====== DONNÉES SOURCES ======
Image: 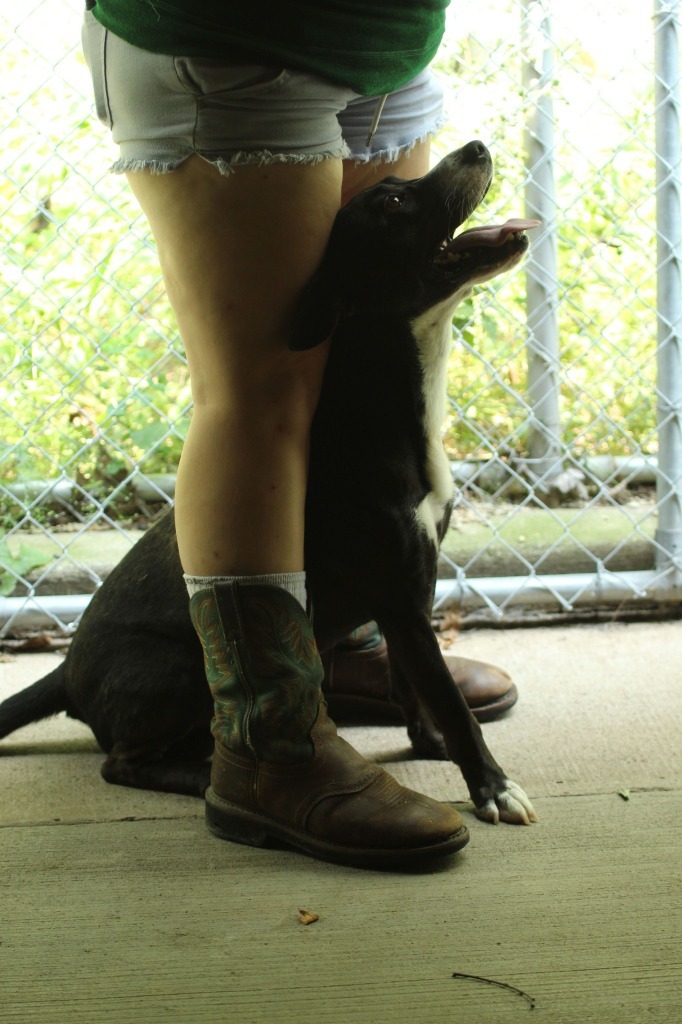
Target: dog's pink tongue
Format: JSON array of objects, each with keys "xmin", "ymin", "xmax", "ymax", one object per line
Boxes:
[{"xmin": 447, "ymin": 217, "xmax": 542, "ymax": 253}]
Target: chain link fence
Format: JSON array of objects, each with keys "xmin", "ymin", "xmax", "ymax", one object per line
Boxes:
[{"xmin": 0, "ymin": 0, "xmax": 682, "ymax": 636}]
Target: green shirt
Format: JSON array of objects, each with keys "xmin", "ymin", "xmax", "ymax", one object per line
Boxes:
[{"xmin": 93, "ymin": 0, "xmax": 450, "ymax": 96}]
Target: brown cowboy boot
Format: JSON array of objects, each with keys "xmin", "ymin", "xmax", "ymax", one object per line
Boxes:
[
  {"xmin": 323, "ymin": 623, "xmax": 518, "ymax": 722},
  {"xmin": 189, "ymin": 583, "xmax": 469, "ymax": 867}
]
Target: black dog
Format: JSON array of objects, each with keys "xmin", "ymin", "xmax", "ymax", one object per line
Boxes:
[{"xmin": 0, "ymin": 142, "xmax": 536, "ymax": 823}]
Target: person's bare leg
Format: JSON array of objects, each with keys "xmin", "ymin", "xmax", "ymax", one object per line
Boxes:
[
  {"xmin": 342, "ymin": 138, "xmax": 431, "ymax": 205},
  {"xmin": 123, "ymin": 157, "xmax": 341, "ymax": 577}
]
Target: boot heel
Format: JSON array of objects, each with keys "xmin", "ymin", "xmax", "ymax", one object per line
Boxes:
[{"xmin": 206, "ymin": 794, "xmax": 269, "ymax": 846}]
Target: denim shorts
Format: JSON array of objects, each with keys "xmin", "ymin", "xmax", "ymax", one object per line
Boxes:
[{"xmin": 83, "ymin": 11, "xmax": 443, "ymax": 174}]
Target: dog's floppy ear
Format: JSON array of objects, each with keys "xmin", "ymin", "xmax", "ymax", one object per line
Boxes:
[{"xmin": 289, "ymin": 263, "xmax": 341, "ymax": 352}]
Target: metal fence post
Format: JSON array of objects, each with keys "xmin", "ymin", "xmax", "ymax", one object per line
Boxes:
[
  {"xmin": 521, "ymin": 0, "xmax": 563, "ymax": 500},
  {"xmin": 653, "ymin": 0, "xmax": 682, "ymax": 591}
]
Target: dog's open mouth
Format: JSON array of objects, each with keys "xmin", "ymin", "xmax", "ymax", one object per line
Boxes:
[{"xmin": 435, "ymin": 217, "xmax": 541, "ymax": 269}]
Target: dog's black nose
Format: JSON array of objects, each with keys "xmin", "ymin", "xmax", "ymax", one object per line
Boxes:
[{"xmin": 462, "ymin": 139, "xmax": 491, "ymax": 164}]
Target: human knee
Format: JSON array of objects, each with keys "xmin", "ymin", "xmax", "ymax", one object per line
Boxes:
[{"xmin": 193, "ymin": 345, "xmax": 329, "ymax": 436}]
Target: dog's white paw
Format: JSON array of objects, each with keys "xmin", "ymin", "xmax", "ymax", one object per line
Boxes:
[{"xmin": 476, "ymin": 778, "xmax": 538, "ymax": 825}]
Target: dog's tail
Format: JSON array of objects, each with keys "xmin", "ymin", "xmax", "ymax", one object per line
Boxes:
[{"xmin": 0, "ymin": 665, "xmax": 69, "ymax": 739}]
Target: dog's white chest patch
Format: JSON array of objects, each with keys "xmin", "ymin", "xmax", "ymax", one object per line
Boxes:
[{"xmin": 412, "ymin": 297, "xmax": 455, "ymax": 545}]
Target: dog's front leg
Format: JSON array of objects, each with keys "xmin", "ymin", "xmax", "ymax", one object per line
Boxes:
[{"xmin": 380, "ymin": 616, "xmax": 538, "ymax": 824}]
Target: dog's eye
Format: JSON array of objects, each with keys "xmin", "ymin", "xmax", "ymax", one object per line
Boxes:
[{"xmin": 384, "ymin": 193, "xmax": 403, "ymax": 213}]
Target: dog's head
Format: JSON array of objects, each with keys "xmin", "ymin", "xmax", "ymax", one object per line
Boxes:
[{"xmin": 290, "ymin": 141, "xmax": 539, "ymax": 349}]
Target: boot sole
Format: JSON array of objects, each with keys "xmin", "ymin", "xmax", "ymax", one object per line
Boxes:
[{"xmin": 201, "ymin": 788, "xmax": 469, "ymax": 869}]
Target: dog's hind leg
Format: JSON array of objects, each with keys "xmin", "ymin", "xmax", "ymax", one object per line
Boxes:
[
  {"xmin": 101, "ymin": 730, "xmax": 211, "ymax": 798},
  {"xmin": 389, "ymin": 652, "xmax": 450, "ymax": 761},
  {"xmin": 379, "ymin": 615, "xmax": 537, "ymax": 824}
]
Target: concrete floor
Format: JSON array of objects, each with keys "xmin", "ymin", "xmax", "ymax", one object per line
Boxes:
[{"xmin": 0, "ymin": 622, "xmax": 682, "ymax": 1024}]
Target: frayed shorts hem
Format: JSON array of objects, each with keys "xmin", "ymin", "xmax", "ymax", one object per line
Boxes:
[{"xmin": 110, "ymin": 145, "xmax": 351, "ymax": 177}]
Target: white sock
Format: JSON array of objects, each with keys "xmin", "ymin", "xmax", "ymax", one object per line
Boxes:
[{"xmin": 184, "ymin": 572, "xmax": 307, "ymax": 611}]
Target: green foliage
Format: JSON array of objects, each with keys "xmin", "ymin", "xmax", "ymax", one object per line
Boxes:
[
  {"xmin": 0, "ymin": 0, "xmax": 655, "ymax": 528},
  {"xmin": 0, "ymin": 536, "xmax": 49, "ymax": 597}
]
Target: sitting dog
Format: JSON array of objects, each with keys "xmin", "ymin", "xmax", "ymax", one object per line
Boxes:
======
• CONSIGNES DE TRAVAIL: Reproduisez telles quelles toutes les lignes du matériel ci-dessus, en omettant les images.

• RÉPONSE AU PROBLÈME:
Image: 
Target: dog's pink tongue
Format: JSON array of objects, each with keys "xmin", "ymin", "xmax", "ymax", one object per line
Boxes:
[{"xmin": 447, "ymin": 217, "xmax": 542, "ymax": 253}]
Target: chain link fence
Format: JSON array of objects, each with keys "xmin", "ymin", "xmax", "ymax", one object per line
Boxes:
[{"xmin": 0, "ymin": 0, "xmax": 682, "ymax": 636}]
Target: green shirt
Format: JSON array of objects, each with keys "xmin", "ymin", "xmax", "ymax", one object per line
Boxes:
[{"xmin": 93, "ymin": 0, "xmax": 450, "ymax": 96}]
Target: brown cowboy boot
Format: JSON array of objects, each with keys "xmin", "ymin", "xmax", "ymax", one object per line
Boxes:
[
  {"xmin": 323, "ymin": 623, "xmax": 518, "ymax": 722},
  {"xmin": 189, "ymin": 583, "xmax": 469, "ymax": 867}
]
Target: black dog
Format: JSON array of objects, each with keys "xmin", "ymin", "xmax", "ymax", one object per line
Boxes:
[{"xmin": 0, "ymin": 142, "xmax": 536, "ymax": 823}]
Target: person's bare leg
Format: JSON array of objects, each with keys "xmin", "ymin", "xmax", "ymax", one object per line
Boxes:
[
  {"xmin": 342, "ymin": 138, "xmax": 431, "ymax": 205},
  {"xmin": 123, "ymin": 157, "xmax": 341, "ymax": 577}
]
Target: boot heel
Format: JSON array of objects, each with keys "xmin", "ymin", "xmax", "ymax", one object per line
Boxes:
[{"xmin": 206, "ymin": 794, "xmax": 269, "ymax": 846}]
Target: denim shorts
Format: JSON array of objects, each with keys "xmin", "ymin", "xmax", "ymax", one object per line
Boxes:
[{"xmin": 83, "ymin": 11, "xmax": 443, "ymax": 174}]
Target: dog's floppy ear
Format: JSON array of objects, each with keys "xmin", "ymin", "xmax", "ymax", one object per line
Boxes:
[{"xmin": 289, "ymin": 263, "xmax": 341, "ymax": 352}]
Target: metal fence post
Format: JSON array of objects, each with keys "xmin", "ymin", "xmax", "ymax", one object per line
Boxes:
[
  {"xmin": 521, "ymin": 0, "xmax": 563, "ymax": 500},
  {"xmin": 653, "ymin": 0, "xmax": 682, "ymax": 591}
]
Target: dog's open mouth
Format: JSON array of objects, each with keys "xmin", "ymin", "xmax", "ymax", one object per line
Boxes:
[{"xmin": 435, "ymin": 217, "xmax": 541, "ymax": 269}]
Target: dog's black nose
Format: JSON array of objects, each with keys "xmin", "ymin", "xmax", "ymax", one object per line
Boxes:
[{"xmin": 462, "ymin": 139, "xmax": 491, "ymax": 164}]
Target: human knee
Format: JSON array of objects, each with keys "xmin", "ymin", "xmax", "ymax", one object per line
Boxes:
[{"xmin": 193, "ymin": 345, "xmax": 329, "ymax": 436}]
Target: dog's white paw
Format: JSON array of objects, each with keys "xmin", "ymin", "xmax", "ymax", one object per line
Boxes:
[{"xmin": 476, "ymin": 778, "xmax": 538, "ymax": 825}]
Target: dog's tail
Format: JSON array of objects, each with keys "xmin", "ymin", "xmax", "ymax", one object per line
Boxes:
[{"xmin": 0, "ymin": 665, "xmax": 69, "ymax": 739}]
Target: dog's white chest patch
Format: JSON array of objects, each with keys "xmin", "ymin", "xmax", "ymax", one object per line
Boxes:
[{"xmin": 412, "ymin": 297, "xmax": 455, "ymax": 545}]
Target: dog's front leg
Format: JSON array of objects, each with keys "xmin", "ymin", "xmax", "ymax", one object per line
Boxes:
[{"xmin": 380, "ymin": 616, "xmax": 538, "ymax": 824}]
Target: dog's eye
Format: JSON array of objects, each with keys "xmin", "ymin", "xmax", "ymax", one object per line
Boxes:
[{"xmin": 384, "ymin": 193, "xmax": 403, "ymax": 213}]
Target: dog's head
Format: JSON array of objects, each with keys "xmin", "ymin", "xmax", "ymax", one object per line
Boxes:
[{"xmin": 290, "ymin": 141, "xmax": 539, "ymax": 349}]
Target: boot sole
Format: JSON array of objects, each with keys "xmin", "ymin", "xmax", "ymax", one object per line
Boxes:
[{"xmin": 201, "ymin": 788, "xmax": 469, "ymax": 869}]
Target: dog's hind leg
Format: JSON array of objects, each with keys "xmin", "ymin", "xmax", "ymax", one object per line
Boxes:
[
  {"xmin": 101, "ymin": 730, "xmax": 211, "ymax": 798},
  {"xmin": 389, "ymin": 652, "xmax": 450, "ymax": 761},
  {"xmin": 379, "ymin": 615, "xmax": 537, "ymax": 824}
]
Target: concrete floor
Format: JSON array of objects, each with keys "xmin", "ymin", "xmax", "ymax", one object per line
Boxes:
[{"xmin": 0, "ymin": 622, "xmax": 682, "ymax": 1024}]
Target: frayed shorts hem
Format: JSON array of objects, each with keys "xmin", "ymin", "xmax", "ymax", one object per line
Boxes:
[{"xmin": 110, "ymin": 145, "xmax": 351, "ymax": 177}]
Target: white sock
Format: JSON array of objects, each with keys "xmin", "ymin", "xmax", "ymax", one object per line
Boxes:
[{"xmin": 184, "ymin": 572, "xmax": 307, "ymax": 611}]
Target: green foliage
Format: JSON array of objects, each with keys "xmin", "ymin", "xmax", "ymax", one object per line
Boxes:
[
  {"xmin": 0, "ymin": 0, "xmax": 655, "ymax": 528},
  {"xmin": 0, "ymin": 536, "xmax": 49, "ymax": 597}
]
Target: sitting dog
Format: JSON array of objects, each with keys "xmin", "ymin", "xmax", "ymax", one object per line
Boxes:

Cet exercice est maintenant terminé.